| 本文 |
説明

液晶表示装置の製造方法

【課題】液晶表示装置の低抵抗配線を作製するにあたって、新スパッタ方式でスパッタリングした際に発生する新たな不良モードの発生を抑制する。
【解決手段】Al合金配線を有する液晶表示装置を製造するにあたって、Y、La、Ce、Nd、Sm、Gd、Tb、Dy、Er、Sc、Cu、Si、Pt、Ir、Ru、Pd、Ti、Zr、V、Nb、Ta、Fe、Ni、Cr、Mo、W、Mn、Tc、ReおよびBからなる群から選ばれる少なくとも1種の元素を0.01〜20質量%の範囲で含み、残部が実質的にAlからなるインゴットまたは焼結体を、大気溶解法、真空溶解法、急冷凝固法、粉末冶金法で作製するにあたって、ArおよびKrから選ばれる少なくとも1種の元素を含むガスを使用し、得られたインゴットまたは焼結体を加工してスパッタリングターゲットを作製する。このスパッタリングターゲットをスパッタして形成したAl合金膜にエッチング処理を施してAl合金配線を形成する。

【発明の詳細な説明】
【技術分野】
【0001】
本発明は低抵抗配線を適用した液晶表示装置の製造方法に関する。
【背景技術】
【0002】
近年、LSIに代表される半導体工業は急速に進捗しつつある。DRAM等の半導体素子においては、高集積化・高信頼性化が進むにつれて、微細加工技術に要求される精度も益々高まってきている。さらに、配線の形成等に用いられるスパッタリングターゲットについても、より均質な金属層の形成を可能にすることが求められている。

| 記録データ |
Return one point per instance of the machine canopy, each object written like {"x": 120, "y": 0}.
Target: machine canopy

| 演習の目標 |
本文の「近年、LSIに代表される」で始まる段落を、主な事実を残して箇条書きにまとめよ。

| 課題の解答 |
・LSIをはじめとする半導体工業が急速に進歩している。
・DRAMなどの半導体素子では、高集積化と高信頼性化に伴い、微細加工技術に求められる精度が高まっている。
・配線の形成などに使うスパッタリングターゲットにも、より均質な金属層を形成できることが求められている。